TEXT EXTRACT |
====

Ninja Ferret : MSIL - 1. First steps

The random thoughts of a software developer

MSIL - 1. First steps

In my first blog on this process I want to start simple, creating a basic calculator class that can Add and Subtract, using Reflection.Emit to give a basic introduction IL and some of the operations that I have encountered. In the subsequent blogs I will then build on this knowledge until I can achieve a specific goal of dynamically generating WCF clients at runtime. All of the source code for this blog can be found at here.

What does IL look like?

Not knowing IL I decided that the first thing to do was to write the class in C# properly, compile it then use ILDASM to take a look at the resulting IL.

public class Calculator
{
   public int Add(int a, int b) { return a + b; }
   public int Subtract(int a, int b) { return a - b; }
}

Just looking a the Add method for now:


.method public hidebysig instance int32  Add(int32 a,
                     int32 b) cil managed
{
  // Code size       9 (0x9)
  .maxstack  2
  .locals init ([0] int32 CS$1$0000)
  IL_0000:  nop
  IL_0001:  ldarg.1
  IL_0002:  ldarg.2
  IL_0003:  add
  IL_0004:  stloc.0
  IL_0005:  br.s       IL_0007
  IL_0007:  ldloc.0
  IL_0008:  ret
} // end of method TestCalculator::Add

What does this all mean?

.maxstack 2 tells the runtime to expect a maximum of 2 items on the stack during the execution of this method.
.locals init ([0] int32 CS$1$0000) creates a new local variable of type Int32 that will hold the result of the sum.
IL_0000: nop is an empty operation that does not have any affect on the system.
IL_0001: ldarg.1 pushes argument 1 onto the stack - note that argument 0 for an instance method is the this parameter.
IL_0002: ldarg.2 pushes argument 2 onto the stack.
IL_0003: add pops the two integers on the stack and adds them together, putting the result onto the stack.
IL_0004: stloc.0 pops the item on the stack and stores it into the local variable at location 0 (defined above).
IL_0005: br.s IL_0007 transfers execution to the specified location. In my opinion it is almost redundant in this case as execution is being transferred to the next statement.
IL_0007: ldloc.0 loads the value from the local variable and pushes it onto the stack
IL_0008: ret returns the value on the stack back to the caller

Generating this at runtime...

I am now ready to begin auto-generating the above IL and I will be using the following basic pattern:

Create a dynamic assembly to hold the new types
Create the TypeBuilder to generate the type
Create each required method using a MethodBuilder
Create the actual type

1. Creating the dynamic assembly

Before starting to generate types I have to first create an assembly and module in which to hold them:

var assemblyName = new AssemblyName {Name = "Calculator"};
var assemblyBuilder = Thread.GetDomain().DefineDynamicAssembly(assemblyName,
                            AssemblyBuilderAccess.RunAndSave);
var modBuild = assemblyBuilder.DefineDynamicModule("CalculatorModule",
                    string.Format("{0}.dll", assemblyName.Name)

====

JOB 1 | Extract every line of the records below that contains the string "standing".

Records excerpted from a collection
====

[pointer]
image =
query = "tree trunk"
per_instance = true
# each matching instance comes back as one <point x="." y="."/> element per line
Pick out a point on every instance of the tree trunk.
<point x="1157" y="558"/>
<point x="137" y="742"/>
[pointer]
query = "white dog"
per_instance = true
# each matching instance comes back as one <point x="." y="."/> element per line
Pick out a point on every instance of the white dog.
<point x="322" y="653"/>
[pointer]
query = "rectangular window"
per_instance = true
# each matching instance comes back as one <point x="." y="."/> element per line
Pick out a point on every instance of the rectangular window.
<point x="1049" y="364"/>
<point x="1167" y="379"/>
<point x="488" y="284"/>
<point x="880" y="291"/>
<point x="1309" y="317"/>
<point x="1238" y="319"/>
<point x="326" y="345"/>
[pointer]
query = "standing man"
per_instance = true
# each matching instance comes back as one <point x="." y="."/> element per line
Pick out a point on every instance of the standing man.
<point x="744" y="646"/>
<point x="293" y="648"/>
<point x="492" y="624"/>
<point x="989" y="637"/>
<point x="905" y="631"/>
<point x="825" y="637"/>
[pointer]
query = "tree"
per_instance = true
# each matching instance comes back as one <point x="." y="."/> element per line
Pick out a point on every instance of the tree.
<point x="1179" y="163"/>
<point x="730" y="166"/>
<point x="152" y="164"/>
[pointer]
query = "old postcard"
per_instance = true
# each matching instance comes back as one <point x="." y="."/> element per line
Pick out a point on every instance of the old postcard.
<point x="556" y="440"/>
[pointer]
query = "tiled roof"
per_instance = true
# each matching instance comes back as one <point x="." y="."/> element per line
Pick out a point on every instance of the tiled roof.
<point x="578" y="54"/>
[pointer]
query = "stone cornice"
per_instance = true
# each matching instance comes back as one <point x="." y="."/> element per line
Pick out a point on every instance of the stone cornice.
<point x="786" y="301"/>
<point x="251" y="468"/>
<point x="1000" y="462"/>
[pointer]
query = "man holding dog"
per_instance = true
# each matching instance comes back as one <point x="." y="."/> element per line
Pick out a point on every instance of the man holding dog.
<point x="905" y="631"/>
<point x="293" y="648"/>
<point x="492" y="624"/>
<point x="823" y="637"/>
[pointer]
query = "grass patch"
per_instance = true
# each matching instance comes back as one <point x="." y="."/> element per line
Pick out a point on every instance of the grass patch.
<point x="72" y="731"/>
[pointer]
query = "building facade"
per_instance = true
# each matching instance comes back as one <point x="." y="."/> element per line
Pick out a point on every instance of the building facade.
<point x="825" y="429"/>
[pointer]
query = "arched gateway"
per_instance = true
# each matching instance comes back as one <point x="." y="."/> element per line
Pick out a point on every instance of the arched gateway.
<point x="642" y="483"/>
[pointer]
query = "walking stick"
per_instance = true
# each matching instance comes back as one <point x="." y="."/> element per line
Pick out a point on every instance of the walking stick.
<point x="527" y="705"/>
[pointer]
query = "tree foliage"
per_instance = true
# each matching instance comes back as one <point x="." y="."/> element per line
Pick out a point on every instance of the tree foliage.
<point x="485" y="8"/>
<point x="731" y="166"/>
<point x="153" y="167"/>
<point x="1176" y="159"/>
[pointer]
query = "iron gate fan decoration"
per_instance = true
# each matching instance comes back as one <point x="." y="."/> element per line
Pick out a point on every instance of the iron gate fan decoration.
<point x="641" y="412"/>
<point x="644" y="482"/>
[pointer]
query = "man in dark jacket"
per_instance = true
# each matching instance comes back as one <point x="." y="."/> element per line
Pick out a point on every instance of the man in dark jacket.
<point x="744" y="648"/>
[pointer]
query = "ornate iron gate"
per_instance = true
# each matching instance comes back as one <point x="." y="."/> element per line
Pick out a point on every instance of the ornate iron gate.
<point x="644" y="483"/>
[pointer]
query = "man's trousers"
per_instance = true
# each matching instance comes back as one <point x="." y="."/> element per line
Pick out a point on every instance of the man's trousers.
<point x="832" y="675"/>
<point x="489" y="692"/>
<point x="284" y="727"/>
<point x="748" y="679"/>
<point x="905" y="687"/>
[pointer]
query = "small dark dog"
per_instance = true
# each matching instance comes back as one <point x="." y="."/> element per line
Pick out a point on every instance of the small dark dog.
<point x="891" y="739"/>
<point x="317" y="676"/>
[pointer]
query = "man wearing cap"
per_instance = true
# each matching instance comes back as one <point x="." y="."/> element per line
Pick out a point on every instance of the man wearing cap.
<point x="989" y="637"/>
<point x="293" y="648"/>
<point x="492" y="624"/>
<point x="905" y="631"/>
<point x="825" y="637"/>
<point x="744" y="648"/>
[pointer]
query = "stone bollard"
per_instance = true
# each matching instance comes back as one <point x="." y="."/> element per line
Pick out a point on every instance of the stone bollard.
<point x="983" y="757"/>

====

JOB 2 | In the MSIL post, what does the line ".maxstack 2" tell the runtime?

EXERCISE OUTPUT 1 |
query = "standing man"
Pick out a point on every instance of the standing man.

EXERCISE OUTPUT 2 | It tells the runtime to expect a maximum of 2 items on the stack during the execution of the method.